TEXT SEGMENT -
================
Chaplain Terry Irish, D.Min., knows that sometimes patients want no part of him. When he walks into a hospital room, he may be met with anger, fear or suspicion about religion. And that is okay.
“The chaplain is the only person a patient can tell, ‘I don’t want to see you. Get out of here!’” Irish said. “That’s fine. My task isn’t to go in and change their mind about their beliefs. My role is to be there for them, whatever their faith tradition, and listen.”
Terry Irish joins City of Hope’s spiritual care team. (Photo by Alicia di Rado) |
More often than not, he ends up doing just that.
Irish is the newest member of City of Hope’s spiritual care team. He started at City of Hope on Sept. 22, joining fellow chaplain Cassie McCarty, M.Div.
Their job is no small one, especially in a busy cancer center.
A 2007 study in the Journal of Clinical Oncology found that 88 percent of patients with advanced cancer reported that religion was at least somewhat important to them. And an October Journal of Complementary and Alternative Medicine study of more than 2,200 cancer patients showed that nearly 69 percent prayed for better health.
A growing number of researchers worldwide, including those in City of Hope’s own Division of Nursing Research & Education, are studying the importance of spirituality to cancer patients’ quality of life. The National Center for Complementary and Alternative Medicine, part of the National Institutes of Health, funds several studies examining spiritual practices and health. This includes spirituality outside of conventional religion.
For Irish and McCarty, spiritual care means not only praying with patients or connecting them with leaders of their own faith, but also ministering to atheists, skeptics and those who are simply lonely.
It is a departure of sorts for Irish, who began his career in the 1970s in local parishes in Missouri.
He got his first experience in health care while still in seminary, when he worked at a medical center with physical and occupational therapy patients. The experience sparked a calling within his calling. Quite simply, he said, “I loved working with patients.”
In the late 1980s, while serving as pastor at a church in Crescent City, Calif., he ministered as a hospice chaplain and founded and directed a community support group that provided care for those in grief.
He began a clinical pastoral education chaplain residency program in the Spiritual Care Department at Stanford Hospital & Clinics (affiliated with Stanford University) in 2006, and now is a provisionally certified chaplain through the Association for Clinical Pastoral Education.
================
RECORD EXTRACTS -
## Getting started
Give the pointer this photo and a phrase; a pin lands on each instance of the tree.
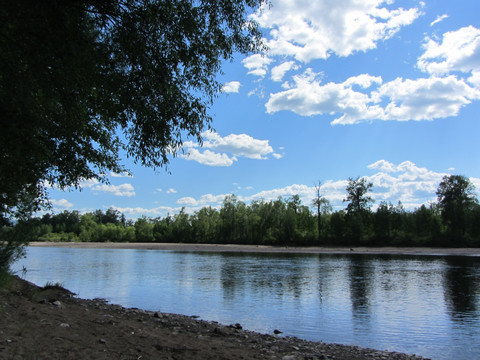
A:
(358, 207)
(456, 197)
(322, 205)
(357, 190)
(83, 80)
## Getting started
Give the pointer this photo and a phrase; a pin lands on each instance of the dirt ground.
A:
(51, 323)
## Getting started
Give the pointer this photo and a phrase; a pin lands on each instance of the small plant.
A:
(50, 285)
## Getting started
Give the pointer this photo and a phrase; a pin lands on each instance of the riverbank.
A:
(267, 249)
(51, 323)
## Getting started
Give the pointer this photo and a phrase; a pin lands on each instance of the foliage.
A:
(281, 222)
(83, 80)
(455, 199)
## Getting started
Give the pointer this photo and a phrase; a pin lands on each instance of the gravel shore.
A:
(268, 249)
(51, 323)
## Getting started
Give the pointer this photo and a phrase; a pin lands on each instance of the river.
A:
(424, 305)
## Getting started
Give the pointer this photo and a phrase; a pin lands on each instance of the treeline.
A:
(453, 221)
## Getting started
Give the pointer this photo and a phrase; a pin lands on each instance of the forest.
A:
(453, 221)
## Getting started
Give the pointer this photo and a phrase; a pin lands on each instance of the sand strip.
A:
(266, 249)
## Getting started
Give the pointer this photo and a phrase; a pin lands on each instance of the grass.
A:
(51, 285)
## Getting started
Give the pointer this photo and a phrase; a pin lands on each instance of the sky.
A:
(387, 90)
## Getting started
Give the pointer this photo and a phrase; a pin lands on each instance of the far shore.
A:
(266, 249)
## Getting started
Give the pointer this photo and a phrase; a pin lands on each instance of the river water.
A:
(424, 305)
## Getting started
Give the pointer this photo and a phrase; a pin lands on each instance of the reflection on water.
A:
(424, 305)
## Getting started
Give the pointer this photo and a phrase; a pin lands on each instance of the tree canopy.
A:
================
TO DO - Echo the passage of the chaplain article between "Terry Irish joins" and "Cassie McCarty, M.Div.", inclusive.

SOLUTION FOR THIS TASK -
Terry Irish joins City of Hope’s spiritual care team. (Photo by Alicia di Rado) |
More often than not, he ends up doing just that.
Irish is the newest member of City of Hope’s spiritual care team. He started at City of Hope on Sept. 22, joining fellow chaplain Cassie McCarty, M.Div.